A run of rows
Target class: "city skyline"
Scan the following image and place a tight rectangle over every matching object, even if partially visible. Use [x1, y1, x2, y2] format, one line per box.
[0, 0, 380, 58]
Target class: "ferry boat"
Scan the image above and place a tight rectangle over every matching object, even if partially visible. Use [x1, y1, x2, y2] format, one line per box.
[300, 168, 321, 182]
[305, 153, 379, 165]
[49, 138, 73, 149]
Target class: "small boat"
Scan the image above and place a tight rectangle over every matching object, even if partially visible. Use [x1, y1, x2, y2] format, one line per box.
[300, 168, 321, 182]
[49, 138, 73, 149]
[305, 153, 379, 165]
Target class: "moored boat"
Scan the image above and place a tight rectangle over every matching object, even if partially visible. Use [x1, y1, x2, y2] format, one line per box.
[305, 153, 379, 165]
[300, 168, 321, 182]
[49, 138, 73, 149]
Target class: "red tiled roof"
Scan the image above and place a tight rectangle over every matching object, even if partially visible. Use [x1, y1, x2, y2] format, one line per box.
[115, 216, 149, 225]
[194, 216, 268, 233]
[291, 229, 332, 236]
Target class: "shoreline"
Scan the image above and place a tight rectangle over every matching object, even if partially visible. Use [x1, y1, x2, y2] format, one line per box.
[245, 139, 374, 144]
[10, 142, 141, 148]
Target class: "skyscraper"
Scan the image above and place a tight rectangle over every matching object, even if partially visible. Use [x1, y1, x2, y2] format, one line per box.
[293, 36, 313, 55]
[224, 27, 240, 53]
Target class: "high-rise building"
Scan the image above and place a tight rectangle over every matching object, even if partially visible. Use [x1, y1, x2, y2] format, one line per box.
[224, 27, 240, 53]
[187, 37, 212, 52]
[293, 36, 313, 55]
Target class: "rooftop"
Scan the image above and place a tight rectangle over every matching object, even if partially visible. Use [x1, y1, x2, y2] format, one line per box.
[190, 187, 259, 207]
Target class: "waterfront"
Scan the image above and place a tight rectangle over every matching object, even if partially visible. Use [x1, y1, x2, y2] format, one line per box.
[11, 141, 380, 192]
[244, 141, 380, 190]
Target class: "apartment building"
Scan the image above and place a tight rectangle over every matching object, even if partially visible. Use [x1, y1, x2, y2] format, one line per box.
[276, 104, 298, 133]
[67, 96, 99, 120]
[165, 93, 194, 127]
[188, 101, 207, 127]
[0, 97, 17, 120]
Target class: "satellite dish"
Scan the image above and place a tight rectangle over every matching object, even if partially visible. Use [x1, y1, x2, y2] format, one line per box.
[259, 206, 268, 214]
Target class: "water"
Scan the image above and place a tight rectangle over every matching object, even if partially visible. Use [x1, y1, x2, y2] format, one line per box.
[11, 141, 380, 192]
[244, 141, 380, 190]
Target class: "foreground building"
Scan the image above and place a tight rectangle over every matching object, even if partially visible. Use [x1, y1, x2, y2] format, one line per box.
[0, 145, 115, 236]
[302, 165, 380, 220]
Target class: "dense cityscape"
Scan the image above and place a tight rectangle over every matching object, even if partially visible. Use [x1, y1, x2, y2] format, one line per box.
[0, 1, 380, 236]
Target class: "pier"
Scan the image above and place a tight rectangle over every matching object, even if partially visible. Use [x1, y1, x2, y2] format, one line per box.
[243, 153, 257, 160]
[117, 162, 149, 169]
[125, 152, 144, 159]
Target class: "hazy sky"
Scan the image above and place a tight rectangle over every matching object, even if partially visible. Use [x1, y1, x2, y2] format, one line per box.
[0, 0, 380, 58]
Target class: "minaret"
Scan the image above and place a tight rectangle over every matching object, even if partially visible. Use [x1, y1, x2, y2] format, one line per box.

◆ Direction ◆
Output each line of the rows above as a string in a JSON list, one string per line, omitting blank lines.

◆ Correct answer ◆
[
  "Target class: \"city skyline\"",
  "Scan the following image and place a tight rectangle over every matching object, even if partially visible. Use [x1, y1, x2, y2] format, one line per box.",
  "[0, 0, 380, 58]",
  "Target class: \"ferry boat\"",
  "Scan the image above and place a tight rectangle over every matching object, even if partially visible. Use [x1, y1, x2, y2] format, one line per box.",
  "[300, 168, 321, 182]",
  "[305, 153, 379, 165]",
  "[49, 138, 73, 149]",
  "Target class: \"small boat\"",
  "Scan the image above and place a tight rectangle over every matching object, even if partially visible. Use [x1, y1, x2, y2] format, one line per box.",
  "[300, 168, 321, 182]",
  "[49, 138, 73, 149]",
  "[305, 153, 379, 165]",
  "Target class: \"moored boat\"",
  "Scan the image above and place a tight rectangle over every matching object, even if partially visible. Use [x1, y1, x2, y2] format, one line per box.",
  "[305, 153, 379, 165]",
  "[300, 168, 321, 182]",
  "[49, 138, 73, 149]",
  "Target class: \"red tiled roof\"",
  "Scan the image above and place a tight rectangle over every matching object, even if partially visible. Use [x1, y1, x2, y2] format, one line per box.",
  "[115, 216, 149, 225]",
  "[194, 216, 268, 233]",
  "[291, 229, 332, 236]",
  "Target class: \"shoreline\"",
  "Scan the image above and place a tight rectangle over every matching object, even if partially visible. Use [x1, y1, x2, y2] format, one line per box.",
  "[245, 139, 374, 144]",
  "[10, 142, 141, 148]",
  "Target class: \"skyscraper\"",
  "Scan the image above and place a tight rectangle over every matching object, even if partially visible. Use [x1, y1, x2, y2] format, one line per box.",
  "[293, 36, 313, 55]",
  "[224, 27, 240, 53]",
  "Target class: \"high-rise building\"",
  "Scan the image above and place a tight rectangle over every matching object, even if partially visible. Use [x1, y1, x2, y2] format, one line per box.",
  "[224, 27, 240, 53]",
  "[187, 37, 212, 52]",
  "[293, 36, 313, 55]",
  "Target class: \"rooftop\"",
  "Scan the image above and place a tight rectangle over every matching object, even if partially visible. Use [x1, y1, x2, y2] format, one line per box.",
  "[190, 187, 259, 207]",
  "Target class: \"waterfront\"",
  "Scan the image above and place a tight rectangle over every matching object, even if partially visible. Use [x1, y1, x2, y2] format, one line per box.",
  "[11, 141, 380, 192]",
  "[244, 141, 380, 190]",
  "Target class: \"apartment building\"",
  "Scan the image above and place a tight rectangle over every matching object, even if partially visible. Use [x1, y1, x2, y2] format, one line per box.",
  "[276, 104, 298, 133]",
  "[67, 96, 99, 120]",
  "[165, 93, 194, 127]",
  "[188, 101, 207, 127]",
  "[0, 97, 17, 120]",
  "Target class: \"satellite dish\"",
  "Scan the image above and place a tight rectangle over every matching object, even if partially visible. Use [x1, y1, x2, y2] format, one line per box.",
  "[259, 206, 268, 214]",
  "Target class: \"water\"",
  "Scan the image above and place a tight rectangle over every matching object, even if partially visible. Use [x1, y1, x2, y2] format, one line per box.",
  "[11, 141, 380, 192]",
  "[244, 141, 380, 190]",
  "Target class: \"foreground building\"",
  "Scan the image above and place a tight rectangle over every matching object, even if partially visible. Use [x1, y1, x2, y2] format, one line per box.",
  "[0, 145, 115, 236]",
  "[302, 165, 380, 220]",
  "Target class: \"dense cityscape\"",
  "Scan the image above and place a tight rectangle over every matching object, even if partially visible. Use [x1, y1, x2, y2] format, one line per box.",
  "[0, 1, 380, 236]",
  "Target class: \"pier\"",
  "Scan the image above and place a tight rectangle over every matching object, even if partially visible. Use [x1, y1, x2, y2] format, one line per box.",
  "[243, 153, 257, 160]",
  "[117, 162, 149, 169]",
  "[125, 152, 144, 159]",
  "Target class: \"hazy sky\"",
  "Scan the image above and place a tight rectangle over every matching object, even if partially visible. Use [x1, y1, x2, y2] format, one line per box.",
  "[0, 0, 380, 58]",
  "Target class: \"minaret\"",
  "Scan the image above and place a tight rectangle over every matching object, even if partially visible. Use [x1, y1, x2, y2] format, one line per box."
]